Natural language region descriptions:
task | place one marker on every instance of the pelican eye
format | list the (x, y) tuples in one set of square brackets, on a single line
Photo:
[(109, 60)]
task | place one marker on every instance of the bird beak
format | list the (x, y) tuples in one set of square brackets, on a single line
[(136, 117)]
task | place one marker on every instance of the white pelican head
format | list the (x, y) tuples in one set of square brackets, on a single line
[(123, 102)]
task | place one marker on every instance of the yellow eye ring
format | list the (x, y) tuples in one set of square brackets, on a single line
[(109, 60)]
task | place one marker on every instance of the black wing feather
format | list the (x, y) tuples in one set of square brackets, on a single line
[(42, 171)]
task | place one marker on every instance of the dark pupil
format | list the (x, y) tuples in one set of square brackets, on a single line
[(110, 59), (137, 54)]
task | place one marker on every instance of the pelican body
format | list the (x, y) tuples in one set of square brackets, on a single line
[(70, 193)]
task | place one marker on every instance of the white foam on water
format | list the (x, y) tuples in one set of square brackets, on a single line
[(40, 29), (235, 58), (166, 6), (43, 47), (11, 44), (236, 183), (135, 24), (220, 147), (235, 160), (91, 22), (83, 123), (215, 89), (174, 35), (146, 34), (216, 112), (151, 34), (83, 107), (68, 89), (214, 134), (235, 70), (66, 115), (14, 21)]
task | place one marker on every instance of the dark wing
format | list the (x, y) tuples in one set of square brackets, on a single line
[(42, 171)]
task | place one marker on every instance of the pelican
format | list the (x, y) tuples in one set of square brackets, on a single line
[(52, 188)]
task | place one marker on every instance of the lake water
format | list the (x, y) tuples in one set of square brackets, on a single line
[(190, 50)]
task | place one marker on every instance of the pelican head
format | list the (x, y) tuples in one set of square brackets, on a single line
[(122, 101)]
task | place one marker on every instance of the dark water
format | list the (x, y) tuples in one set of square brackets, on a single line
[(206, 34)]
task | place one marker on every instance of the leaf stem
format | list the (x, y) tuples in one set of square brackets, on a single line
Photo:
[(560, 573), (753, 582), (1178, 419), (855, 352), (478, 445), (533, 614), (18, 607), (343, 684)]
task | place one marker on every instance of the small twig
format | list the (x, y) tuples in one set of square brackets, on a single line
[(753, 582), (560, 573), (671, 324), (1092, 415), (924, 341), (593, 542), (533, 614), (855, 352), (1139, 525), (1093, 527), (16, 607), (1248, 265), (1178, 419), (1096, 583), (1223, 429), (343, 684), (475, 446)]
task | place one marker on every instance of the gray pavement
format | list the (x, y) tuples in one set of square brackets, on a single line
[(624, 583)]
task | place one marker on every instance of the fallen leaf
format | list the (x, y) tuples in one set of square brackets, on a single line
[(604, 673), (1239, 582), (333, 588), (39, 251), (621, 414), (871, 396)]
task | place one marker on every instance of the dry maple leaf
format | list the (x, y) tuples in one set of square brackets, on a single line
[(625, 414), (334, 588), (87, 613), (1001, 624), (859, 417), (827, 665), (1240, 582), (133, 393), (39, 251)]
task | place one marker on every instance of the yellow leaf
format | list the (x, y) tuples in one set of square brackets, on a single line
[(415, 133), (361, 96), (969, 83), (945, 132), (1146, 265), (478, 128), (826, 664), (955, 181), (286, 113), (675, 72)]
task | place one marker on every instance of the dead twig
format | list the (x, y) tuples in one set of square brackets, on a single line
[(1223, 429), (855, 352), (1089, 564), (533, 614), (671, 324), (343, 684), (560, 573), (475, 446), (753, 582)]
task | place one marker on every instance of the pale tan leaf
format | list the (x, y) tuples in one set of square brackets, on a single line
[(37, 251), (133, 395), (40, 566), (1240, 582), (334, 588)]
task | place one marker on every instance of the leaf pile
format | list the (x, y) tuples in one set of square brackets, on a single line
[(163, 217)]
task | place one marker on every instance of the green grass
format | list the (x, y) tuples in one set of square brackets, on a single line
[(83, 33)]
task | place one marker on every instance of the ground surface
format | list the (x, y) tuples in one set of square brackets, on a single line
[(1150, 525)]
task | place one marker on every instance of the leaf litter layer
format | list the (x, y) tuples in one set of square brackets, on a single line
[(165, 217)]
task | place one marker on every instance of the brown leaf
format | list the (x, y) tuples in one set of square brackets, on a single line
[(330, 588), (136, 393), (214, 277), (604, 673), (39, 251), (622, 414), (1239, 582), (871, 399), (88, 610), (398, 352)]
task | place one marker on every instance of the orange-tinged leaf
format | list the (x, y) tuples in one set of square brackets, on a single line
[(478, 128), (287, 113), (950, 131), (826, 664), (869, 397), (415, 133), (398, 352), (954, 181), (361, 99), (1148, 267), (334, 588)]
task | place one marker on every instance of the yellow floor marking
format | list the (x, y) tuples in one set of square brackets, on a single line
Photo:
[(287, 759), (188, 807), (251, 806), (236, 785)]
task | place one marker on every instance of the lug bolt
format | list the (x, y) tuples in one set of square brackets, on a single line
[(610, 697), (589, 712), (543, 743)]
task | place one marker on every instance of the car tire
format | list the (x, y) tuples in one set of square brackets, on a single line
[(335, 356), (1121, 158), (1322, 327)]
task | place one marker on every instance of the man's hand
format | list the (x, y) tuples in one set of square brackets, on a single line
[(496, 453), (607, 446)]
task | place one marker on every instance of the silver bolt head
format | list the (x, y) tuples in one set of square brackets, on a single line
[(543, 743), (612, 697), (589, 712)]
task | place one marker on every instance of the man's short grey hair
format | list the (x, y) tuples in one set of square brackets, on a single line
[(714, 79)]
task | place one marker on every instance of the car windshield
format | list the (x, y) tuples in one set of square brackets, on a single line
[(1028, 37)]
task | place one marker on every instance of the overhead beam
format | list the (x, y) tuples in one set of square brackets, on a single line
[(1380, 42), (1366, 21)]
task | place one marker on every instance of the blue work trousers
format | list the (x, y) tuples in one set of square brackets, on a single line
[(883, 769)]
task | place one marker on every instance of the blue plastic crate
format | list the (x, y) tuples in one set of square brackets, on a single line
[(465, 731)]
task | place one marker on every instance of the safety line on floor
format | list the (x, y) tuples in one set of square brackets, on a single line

==

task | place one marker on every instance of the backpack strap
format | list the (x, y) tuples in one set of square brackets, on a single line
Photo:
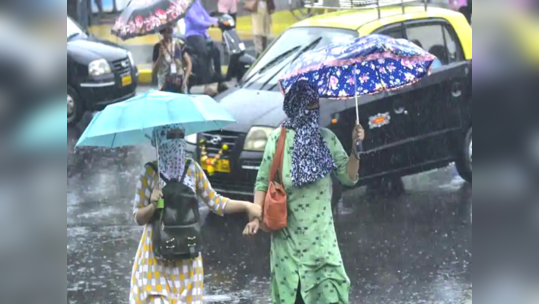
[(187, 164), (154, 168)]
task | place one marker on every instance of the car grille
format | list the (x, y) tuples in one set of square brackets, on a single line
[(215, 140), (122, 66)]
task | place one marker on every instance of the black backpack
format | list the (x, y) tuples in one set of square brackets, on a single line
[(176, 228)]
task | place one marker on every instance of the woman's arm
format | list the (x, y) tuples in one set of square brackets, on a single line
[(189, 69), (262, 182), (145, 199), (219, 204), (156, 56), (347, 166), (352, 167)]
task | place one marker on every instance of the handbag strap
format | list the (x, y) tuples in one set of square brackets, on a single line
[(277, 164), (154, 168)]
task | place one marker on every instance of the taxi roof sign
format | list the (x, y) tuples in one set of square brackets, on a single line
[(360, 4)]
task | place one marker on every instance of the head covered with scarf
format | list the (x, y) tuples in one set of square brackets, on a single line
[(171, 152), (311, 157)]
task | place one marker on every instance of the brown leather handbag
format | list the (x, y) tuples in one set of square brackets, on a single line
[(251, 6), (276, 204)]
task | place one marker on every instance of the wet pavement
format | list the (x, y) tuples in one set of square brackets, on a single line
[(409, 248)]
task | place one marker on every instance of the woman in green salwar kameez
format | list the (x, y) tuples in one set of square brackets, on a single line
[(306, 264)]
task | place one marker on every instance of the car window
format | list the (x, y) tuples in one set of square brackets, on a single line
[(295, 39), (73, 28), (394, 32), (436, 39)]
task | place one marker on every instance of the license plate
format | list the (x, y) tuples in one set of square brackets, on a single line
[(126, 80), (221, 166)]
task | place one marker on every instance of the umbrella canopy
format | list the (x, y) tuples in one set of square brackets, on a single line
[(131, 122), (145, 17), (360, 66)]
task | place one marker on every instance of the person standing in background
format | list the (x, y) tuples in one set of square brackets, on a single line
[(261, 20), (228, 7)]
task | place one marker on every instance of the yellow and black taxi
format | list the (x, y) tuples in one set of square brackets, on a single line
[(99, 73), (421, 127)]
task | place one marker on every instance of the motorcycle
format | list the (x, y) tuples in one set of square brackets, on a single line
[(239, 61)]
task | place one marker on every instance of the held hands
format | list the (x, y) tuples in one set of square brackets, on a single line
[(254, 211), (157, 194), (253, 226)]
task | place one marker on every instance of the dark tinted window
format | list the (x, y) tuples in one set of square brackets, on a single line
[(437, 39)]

Your instructions: Send back an exact copy of only the lines from the line with "task | place one marker on every instance of the license" up to and including the line with "dark tinted window" in the data above.

Expected answer:
task | place one marker on every instance of the license plate
format | list the (x, y) tuples in one set of square brackets, on a single line
[(126, 80), (221, 166)]
task | place one marker on every instance of the umbrella canopy
format | list the (x, y) tuples in one set of square brackets, on a single line
[(131, 122), (145, 17), (360, 66)]
task | place one marker on every instance of the person standing in background
format | list the (x, y) tuples in one set of square brackets, on a single line
[(261, 20), (228, 7)]
task | place one marker on every instance of the yellow and black taxi
format | list the (x, y) tuples in one set of square brackets, on a single line
[(99, 73), (421, 127)]
task | place one marker on every instance of the motorcycle
format | list the (x, y) tuples in one set of square brackets, on a single line
[(239, 61)]
task | place one marker on every instance of the held hands
format | list the (x, y) tuples in one set of square brackets, on a single line
[(254, 211), (157, 194), (253, 226)]
task | place one marker on every instance of the dark tinted window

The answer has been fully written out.